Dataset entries
+-------+

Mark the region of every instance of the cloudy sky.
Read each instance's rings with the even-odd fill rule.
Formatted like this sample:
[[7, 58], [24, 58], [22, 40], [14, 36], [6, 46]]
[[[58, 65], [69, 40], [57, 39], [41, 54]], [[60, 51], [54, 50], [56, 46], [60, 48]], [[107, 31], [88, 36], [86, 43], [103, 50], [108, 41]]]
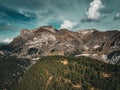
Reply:
[[0, 0], [0, 42], [43, 25], [120, 30], [120, 0]]

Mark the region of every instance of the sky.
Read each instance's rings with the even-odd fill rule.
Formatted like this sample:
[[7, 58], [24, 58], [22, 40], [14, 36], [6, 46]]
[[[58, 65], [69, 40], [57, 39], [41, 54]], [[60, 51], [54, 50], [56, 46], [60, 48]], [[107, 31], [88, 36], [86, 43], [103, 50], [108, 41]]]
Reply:
[[0, 42], [10, 42], [22, 29], [47, 25], [120, 30], [120, 0], [0, 0]]

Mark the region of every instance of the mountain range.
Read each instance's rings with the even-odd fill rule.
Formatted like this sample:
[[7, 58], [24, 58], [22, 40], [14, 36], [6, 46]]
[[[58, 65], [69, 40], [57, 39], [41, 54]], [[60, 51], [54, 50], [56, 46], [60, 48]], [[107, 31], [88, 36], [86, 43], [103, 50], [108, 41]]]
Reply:
[[119, 64], [120, 31], [87, 29], [73, 32], [52, 26], [24, 29], [11, 43], [1, 46], [0, 53], [33, 60], [51, 55], [86, 56]]

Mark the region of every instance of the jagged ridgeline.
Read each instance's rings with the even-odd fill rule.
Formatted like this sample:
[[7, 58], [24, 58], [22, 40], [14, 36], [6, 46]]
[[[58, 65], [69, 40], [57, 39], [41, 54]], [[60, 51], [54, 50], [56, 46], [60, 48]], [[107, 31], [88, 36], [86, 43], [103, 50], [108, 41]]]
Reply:
[[43, 57], [14, 90], [120, 90], [120, 66], [87, 57]]
[[[113, 53], [114, 52], [114, 53]], [[120, 62], [120, 31], [95, 29], [73, 32], [42, 26], [24, 29], [10, 44], [0, 47], [0, 54], [20, 58], [40, 58], [51, 55], [87, 56], [112, 64]]]

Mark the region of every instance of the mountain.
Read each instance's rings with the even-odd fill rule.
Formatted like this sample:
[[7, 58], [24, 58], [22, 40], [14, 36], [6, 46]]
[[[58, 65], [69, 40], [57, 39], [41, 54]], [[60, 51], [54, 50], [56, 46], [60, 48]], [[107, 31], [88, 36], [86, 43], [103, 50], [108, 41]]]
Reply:
[[120, 65], [88, 57], [42, 57], [12, 90], [120, 90]]
[[119, 64], [120, 31], [88, 29], [73, 32], [42, 26], [22, 30], [19, 36], [8, 45], [1, 46], [0, 50], [7, 55], [33, 60], [42, 56], [74, 55]]

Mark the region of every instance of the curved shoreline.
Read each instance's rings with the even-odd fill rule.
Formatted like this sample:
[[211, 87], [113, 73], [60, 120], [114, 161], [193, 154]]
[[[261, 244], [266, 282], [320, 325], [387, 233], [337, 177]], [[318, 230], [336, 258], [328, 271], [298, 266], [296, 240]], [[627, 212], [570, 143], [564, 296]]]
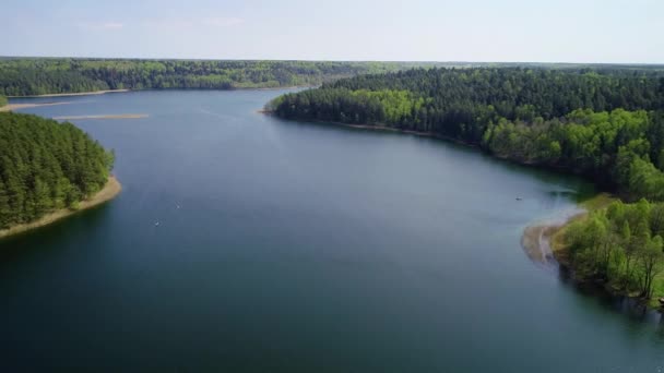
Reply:
[[7, 97], [8, 98], [68, 97], [68, 96], [104, 95], [107, 93], [119, 93], [119, 92], [129, 92], [129, 89], [105, 89], [105, 91], [74, 92], [74, 93], [63, 93], [63, 94], [7, 96]]
[[71, 208], [58, 209], [58, 210], [55, 210], [50, 214], [47, 214], [47, 215], [40, 217], [39, 219], [37, 219], [35, 221], [21, 224], [21, 225], [13, 226], [8, 229], [2, 229], [2, 230], [0, 230], [0, 239], [10, 237], [10, 236], [14, 236], [17, 233], [22, 233], [22, 232], [25, 232], [25, 231], [28, 231], [28, 230], [32, 230], [35, 228], [40, 228], [40, 227], [47, 226], [51, 222], [59, 221], [66, 217], [74, 215], [76, 213], [80, 213], [82, 210], [102, 205], [105, 202], [108, 202], [108, 201], [112, 200], [114, 197], [116, 197], [120, 193], [120, 191], [122, 191], [122, 185], [120, 184], [118, 179], [116, 179], [116, 177], [110, 176], [108, 178], [108, 181], [106, 182], [106, 185], [104, 185], [104, 188], [99, 192], [97, 192], [97, 194], [93, 195], [92, 197], [90, 197], [85, 201], [81, 201], [81, 203], [79, 204], [79, 208], [76, 208], [76, 209], [71, 209]]

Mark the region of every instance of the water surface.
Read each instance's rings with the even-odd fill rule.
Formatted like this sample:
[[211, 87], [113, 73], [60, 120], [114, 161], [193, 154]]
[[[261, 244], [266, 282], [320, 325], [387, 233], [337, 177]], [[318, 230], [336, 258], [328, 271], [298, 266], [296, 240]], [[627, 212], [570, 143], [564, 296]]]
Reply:
[[278, 94], [31, 99], [149, 117], [75, 120], [116, 149], [123, 192], [0, 241], [0, 371], [660, 372], [656, 317], [520, 248], [588, 183], [257, 112]]

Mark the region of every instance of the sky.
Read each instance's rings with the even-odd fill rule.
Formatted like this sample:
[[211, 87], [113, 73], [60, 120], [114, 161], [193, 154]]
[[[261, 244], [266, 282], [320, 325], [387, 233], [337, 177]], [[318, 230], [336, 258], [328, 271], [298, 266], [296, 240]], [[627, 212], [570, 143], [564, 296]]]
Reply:
[[3, 0], [0, 56], [664, 63], [664, 0]]

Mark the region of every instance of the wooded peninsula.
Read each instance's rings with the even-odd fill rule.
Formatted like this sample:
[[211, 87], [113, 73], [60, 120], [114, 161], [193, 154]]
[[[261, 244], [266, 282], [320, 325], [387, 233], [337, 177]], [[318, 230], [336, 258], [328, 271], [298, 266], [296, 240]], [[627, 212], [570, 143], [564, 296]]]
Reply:
[[112, 152], [69, 122], [0, 112], [0, 233], [115, 196], [114, 160]]
[[661, 69], [414, 69], [325, 83], [280, 96], [266, 109], [286, 119], [430, 134], [582, 175], [628, 203], [566, 227], [558, 255], [579, 279], [612, 292], [664, 296]]

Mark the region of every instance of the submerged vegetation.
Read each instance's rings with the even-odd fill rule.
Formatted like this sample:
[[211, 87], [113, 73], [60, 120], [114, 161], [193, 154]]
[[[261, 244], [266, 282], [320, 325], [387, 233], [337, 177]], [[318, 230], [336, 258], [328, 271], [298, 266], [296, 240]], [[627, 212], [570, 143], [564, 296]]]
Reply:
[[569, 264], [581, 279], [612, 292], [650, 299], [662, 296], [664, 204], [616, 201], [565, 228]]
[[75, 208], [106, 184], [114, 158], [71, 123], [0, 112], [0, 229]]
[[583, 175], [616, 202], [565, 231], [579, 278], [661, 294], [664, 73], [624, 69], [430, 69], [361, 75], [277, 97], [287, 119], [444, 136], [513, 161]]
[[426, 63], [10, 58], [0, 59], [0, 95], [310, 86], [423, 64]]

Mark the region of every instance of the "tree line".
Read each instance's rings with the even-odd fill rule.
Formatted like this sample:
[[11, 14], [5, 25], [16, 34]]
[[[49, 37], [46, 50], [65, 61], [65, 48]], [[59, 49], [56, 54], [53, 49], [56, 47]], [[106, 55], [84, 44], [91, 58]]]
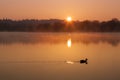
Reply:
[[120, 32], [120, 21], [11, 20], [0, 19], [0, 31], [8, 32]]

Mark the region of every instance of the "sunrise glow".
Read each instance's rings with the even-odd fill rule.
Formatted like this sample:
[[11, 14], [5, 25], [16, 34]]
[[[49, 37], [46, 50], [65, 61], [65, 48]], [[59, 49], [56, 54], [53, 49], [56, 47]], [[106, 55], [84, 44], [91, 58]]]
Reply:
[[70, 48], [71, 45], [72, 45], [72, 41], [71, 41], [71, 39], [68, 39], [68, 41], [67, 41], [67, 46]]
[[67, 21], [71, 22], [72, 21], [72, 17], [71, 16], [67, 17]]

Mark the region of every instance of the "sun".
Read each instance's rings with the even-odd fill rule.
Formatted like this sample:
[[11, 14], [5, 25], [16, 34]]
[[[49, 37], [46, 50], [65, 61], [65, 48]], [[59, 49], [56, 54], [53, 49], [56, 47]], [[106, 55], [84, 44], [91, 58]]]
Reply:
[[68, 22], [71, 22], [71, 21], [72, 21], [72, 17], [71, 17], [71, 16], [68, 16], [66, 20], [67, 20]]

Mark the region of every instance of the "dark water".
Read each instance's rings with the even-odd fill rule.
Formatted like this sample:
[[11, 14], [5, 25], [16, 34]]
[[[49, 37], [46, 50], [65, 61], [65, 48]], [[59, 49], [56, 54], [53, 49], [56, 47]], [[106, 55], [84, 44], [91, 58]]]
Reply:
[[120, 33], [1, 32], [0, 80], [120, 80]]

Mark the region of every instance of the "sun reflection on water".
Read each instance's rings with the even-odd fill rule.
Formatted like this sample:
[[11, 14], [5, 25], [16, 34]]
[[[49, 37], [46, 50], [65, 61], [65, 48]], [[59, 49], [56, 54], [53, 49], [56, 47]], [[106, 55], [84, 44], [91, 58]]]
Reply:
[[71, 38], [69, 38], [69, 39], [67, 40], [67, 46], [68, 46], [68, 48], [70, 48], [70, 47], [72, 46]]

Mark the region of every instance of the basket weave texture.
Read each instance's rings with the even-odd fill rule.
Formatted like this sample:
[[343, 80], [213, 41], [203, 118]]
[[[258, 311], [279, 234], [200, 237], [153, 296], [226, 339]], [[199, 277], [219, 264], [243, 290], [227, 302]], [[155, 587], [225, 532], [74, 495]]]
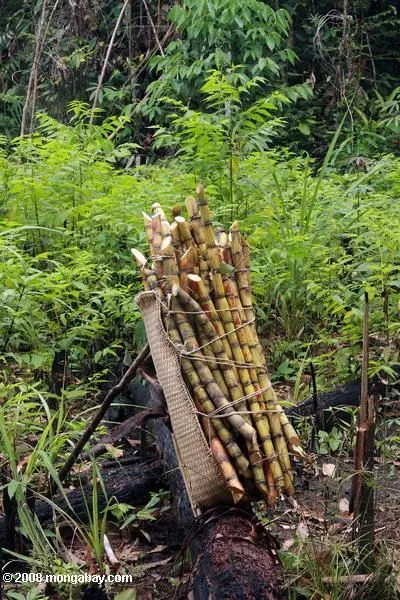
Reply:
[[135, 298], [142, 313], [158, 380], [167, 401], [178, 460], [192, 507], [203, 510], [231, 504], [218, 465], [201, 429], [196, 407], [182, 378], [179, 351], [169, 340], [154, 292]]

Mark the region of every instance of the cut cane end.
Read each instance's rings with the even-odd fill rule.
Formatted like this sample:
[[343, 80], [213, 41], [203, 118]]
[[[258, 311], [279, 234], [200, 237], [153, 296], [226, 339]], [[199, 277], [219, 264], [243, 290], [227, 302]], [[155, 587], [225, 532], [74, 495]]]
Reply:
[[144, 267], [147, 263], [147, 258], [139, 250], [136, 250], [136, 248], [131, 248], [131, 253], [138, 267]]

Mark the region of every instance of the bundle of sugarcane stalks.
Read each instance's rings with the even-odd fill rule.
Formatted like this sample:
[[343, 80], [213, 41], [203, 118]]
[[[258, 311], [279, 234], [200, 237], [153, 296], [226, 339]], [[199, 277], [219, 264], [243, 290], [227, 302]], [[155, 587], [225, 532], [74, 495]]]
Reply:
[[[212, 225], [202, 185], [169, 223], [159, 204], [143, 213], [151, 261], [132, 254], [145, 290], [160, 301], [165, 330], [234, 502], [261, 496], [273, 506], [293, 494], [290, 454], [304, 455], [278, 404], [258, 339], [249, 246], [235, 222]], [[150, 266], [148, 266], [150, 265]]]

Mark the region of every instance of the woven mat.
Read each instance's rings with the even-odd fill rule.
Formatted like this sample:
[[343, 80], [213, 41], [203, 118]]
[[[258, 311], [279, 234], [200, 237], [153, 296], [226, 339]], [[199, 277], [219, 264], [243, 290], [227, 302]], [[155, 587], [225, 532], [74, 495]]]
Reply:
[[194, 512], [231, 504], [231, 495], [208, 447], [194, 402], [182, 378], [179, 354], [164, 329], [157, 297], [154, 292], [142, 292], [135, 300], [143, 316], [157, 377], [167, 401], [178, 460]]

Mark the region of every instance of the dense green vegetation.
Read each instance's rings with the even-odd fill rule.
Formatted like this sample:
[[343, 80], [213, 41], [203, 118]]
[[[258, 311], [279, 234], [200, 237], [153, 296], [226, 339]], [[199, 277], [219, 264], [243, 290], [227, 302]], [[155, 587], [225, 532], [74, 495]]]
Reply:
[[[365, 292], [370, 375], [393, 379], [400, 347], [398, 3], [72, 4], [0, 7], [2, 485], [48, 571], [79, 567], [30, 520], [27, 490], [56, 478], [143, 345], [130, 248], [147, 251], [153, 202], [202, 181], [215, 221], [239, 220], [291, 401], [311, 360], [319, 389], [358, 376]], [[103, 568], [97, 522], [79, 532]]]

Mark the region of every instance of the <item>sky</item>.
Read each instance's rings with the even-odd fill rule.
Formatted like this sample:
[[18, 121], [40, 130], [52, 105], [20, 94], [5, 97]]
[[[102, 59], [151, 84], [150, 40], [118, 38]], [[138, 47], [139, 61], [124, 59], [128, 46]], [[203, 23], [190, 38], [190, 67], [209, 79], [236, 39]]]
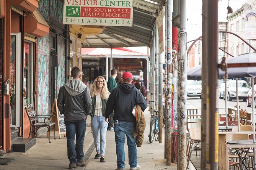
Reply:
[[[218, 2], [218, 21], [227, 21], [228, 0], [219, 0]], [[229, 6], [233, 11], [240, 8], [246, 0], [230, 0]], [[187, 0], [187, 41], [194, 40], [202, 35], [202, 0]]]
[[[229, 6], [235, 11], [240, 8], [245, 2], [250, 3], [252, 0], [230, 0]], [[219, 0], [218, 20], [227, 21], [228, 0]], [[196, 39], [202, 35], [202, 0], [187, 0], [187, 41]], [[132, 50], [147, 54], [145, 47], [129, 47]]]

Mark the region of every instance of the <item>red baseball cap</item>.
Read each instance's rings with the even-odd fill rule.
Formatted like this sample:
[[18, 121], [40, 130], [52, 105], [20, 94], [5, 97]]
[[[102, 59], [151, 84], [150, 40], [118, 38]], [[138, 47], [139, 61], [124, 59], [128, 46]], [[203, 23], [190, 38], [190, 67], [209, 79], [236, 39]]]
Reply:
[[124, 72], [122, 74], [121, 74], [121, 76], [123, 79], [129, 81], [131, 81], [132, 80], [133, 75], [130, 72]]

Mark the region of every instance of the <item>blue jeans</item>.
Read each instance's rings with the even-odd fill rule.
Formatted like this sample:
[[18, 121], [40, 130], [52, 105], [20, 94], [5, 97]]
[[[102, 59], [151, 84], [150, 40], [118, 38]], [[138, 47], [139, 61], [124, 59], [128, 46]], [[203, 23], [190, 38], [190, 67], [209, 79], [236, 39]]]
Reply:
[[[75, 163], [83, 157], [83, 141], [86, 129], [86, 120], [79, 122], [65, 122], [67, 142], [68, 158], [70, 162]], [[75, 146], [75, 135], [76, 142]]]
[[91, 126], [96, 152], [99, 153], [100, 156], [104, 156], [106, 150], [106, 134], [108, 128], [108, 123], [105, 121], [105, 117], [95, 115], [93, 117], [91, 117]]
[[126, 135], [127, 138], [127, 145], [128, 147], [129, 165], [131, 168], [137, 166], [136, 138], [132, 138], [132, 133], [135, 127], [135, 122], [115, 120], [114, 130], [116, 137], [116, 163], [117, 167], [119, 168], [124, 169], [126, 166], [124, 164], [124, 143]]

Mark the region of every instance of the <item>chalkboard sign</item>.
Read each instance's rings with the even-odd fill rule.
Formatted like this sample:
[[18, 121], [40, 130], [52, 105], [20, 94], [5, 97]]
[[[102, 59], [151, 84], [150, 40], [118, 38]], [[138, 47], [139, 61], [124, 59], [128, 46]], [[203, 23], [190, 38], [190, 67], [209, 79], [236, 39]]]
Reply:
[[[64, 134], [64, 136], [66, 136], [66, 126], [64, 124], [64, 115], [60, 114], [58, 109], [57, 99], [54, 99], [54, 101], [53, 103], [52, 108], [51, 115], [55, 116], [55, 117], [51, 117], [51, 120], [56, 124], [55, 125], [55, 129], [53, 129], [53, 127], [52, 127], [51, 129], [51, 131], [53, 132], [54, 131], [57, 131], [59, 132], [59, 137], [60, 139], [61, 139], [61, 134]], [[48, 135], [49, 134], [47, 133], [47, 137]]]

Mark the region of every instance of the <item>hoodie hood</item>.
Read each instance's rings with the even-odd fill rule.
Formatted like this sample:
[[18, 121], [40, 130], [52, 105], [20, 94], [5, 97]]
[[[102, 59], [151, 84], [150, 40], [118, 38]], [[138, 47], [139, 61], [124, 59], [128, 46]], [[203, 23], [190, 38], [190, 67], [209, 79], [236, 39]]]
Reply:
[[126, 93], [130, 93], [137, 89], [135, 86], [132, 84], [126, 83], [120, 84], [118, 87]]
[[64, 87], [70, 96], [77, 96], [83, 93], [85, 89], [86, 85], [78, 80], [72, 80], [64, 85]]

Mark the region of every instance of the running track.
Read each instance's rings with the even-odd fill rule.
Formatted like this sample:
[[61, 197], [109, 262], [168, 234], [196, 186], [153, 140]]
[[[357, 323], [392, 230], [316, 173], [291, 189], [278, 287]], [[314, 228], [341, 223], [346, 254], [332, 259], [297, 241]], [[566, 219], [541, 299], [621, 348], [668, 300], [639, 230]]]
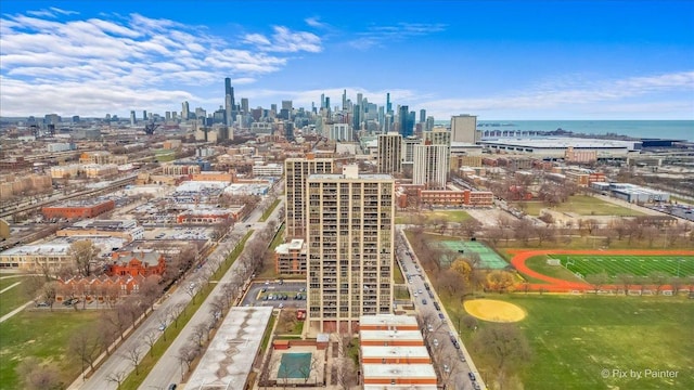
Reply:
[[[543, 250], [524, 250], [510, 249], [510, 253], [514, 255], [511, 263], [515, 269], [534, 278], [544, 281], [547, 283], [531, 283], [528, 285], [530, 290], [543, 289], [552, 292], [567, 292], [570, 290], [592, 290], [593, 286], [586, 282], [569, 282], [543, 275], [537, 271], [530, 270], [526, 264], [526, 260], [535, 256], [543, 255], [603, 255], [603, 256], [694, 256], [694, 250], [599, 250], [599, 249], [543, 249]], [[519, 288], [518, 288], [519, 287]], [[665, 287], [665, 286], [664, 286]], [[516, 290], [524, 288], [516, 286]], [[618, 286], [603, 286], [602, 289], [618, 289]]]

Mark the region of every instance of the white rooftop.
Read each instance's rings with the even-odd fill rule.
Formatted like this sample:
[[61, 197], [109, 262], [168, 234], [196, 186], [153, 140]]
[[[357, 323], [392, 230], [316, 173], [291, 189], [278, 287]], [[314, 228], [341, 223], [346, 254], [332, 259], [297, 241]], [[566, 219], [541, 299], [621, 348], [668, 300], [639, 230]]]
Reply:
[[412, 315], [376, 314], [362, 315], [359, 324], [364, 325], [414, 325], [417, 326], [416, 318]]
[[600, 140], [568, 136], [543, 138], [500, 138], [496, 140], [483, 140], [483, 144], [514, 145], [535, 148], [627, 148], [633, 150], [640, 141]]
[[430, 364], [362, 364], [364, 379], [369, 378], [434, 378]]
[[243, 390], [270, 315], [272, 308], [232, 308], [185, 388]]
[[420, 340], [424, 343], [419, 330], [361, 330], [359, 337], [362, 341]]
[[413, 346], [363, 346], [361, 347], [361, 358], [428, 358], [429, 352], [426, 347]]

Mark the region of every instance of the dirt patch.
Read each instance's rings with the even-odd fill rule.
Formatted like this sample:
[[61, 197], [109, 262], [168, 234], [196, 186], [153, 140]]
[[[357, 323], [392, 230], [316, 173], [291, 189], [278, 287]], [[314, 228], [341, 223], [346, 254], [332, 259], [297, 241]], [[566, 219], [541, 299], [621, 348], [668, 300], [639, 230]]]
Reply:
[[525, 318], [525, 311], [517, 306], [493, 299], [475, 299], [464, 303], [465, 311], [479, 320], [510, 323]]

+-------+

Reproduce only the material from the line with "Mark the region of every instance of the woven" to the line with "522], [79, 532]]]", changing "sample" to "template" wherever it occurs and leaving everything else unchanged.

Mark the region of every instance of the woven mat.
Read each instance's rings with the even-odd fill rule.
Formatted like this template:
[[343, 80], [213, 41], [203, 118]]
[[[258, 311], [279, 234], [200, 237], [153, 296], [226, 339]], [[199, 277], [219, 264], [243, 290], [227, 302]], [[155, 587], [225, 532], [74, 495]]]
Reply:
[[194, 512], [231, 504], [231, 495], [208, 447], [194, 402], [182, 378], [179, 354], [164, 329], [157, 297], [154, 292], [142, 292], [135, 300], [143, 316], [157, 377], [167, 401], [178, 460]]

Mark the region of every instance of the dense green vegetation.
Read each instance's rings with the even-odd fill rule.
Formatted like this template:
[[343, 80], [213, 41], [203, 118]]
[[[258, 311], [279, 234], [200, 237], [153, 296], [226, 339]], [[199, 277], [219, 264], [243, 290], [227, 302]], [[155, 587], [225, 532], [74, 495]]]
Reply:
[[[365, 292], [370, 375], [393, 379], [400, 347], [398, 3], [72, 4], [0, 7], [2, 485], [48, 571], [79, 567], [30, 520], [27, 490], [56, 478], [143, 345], [130, 248], [147, 251], [153, 202], [202, 181], [215, 221], [239, 220], [291, 401], [311, 360], [319, 389], [358, 376]], [[103, 568], [97, 522], [79, 532]]]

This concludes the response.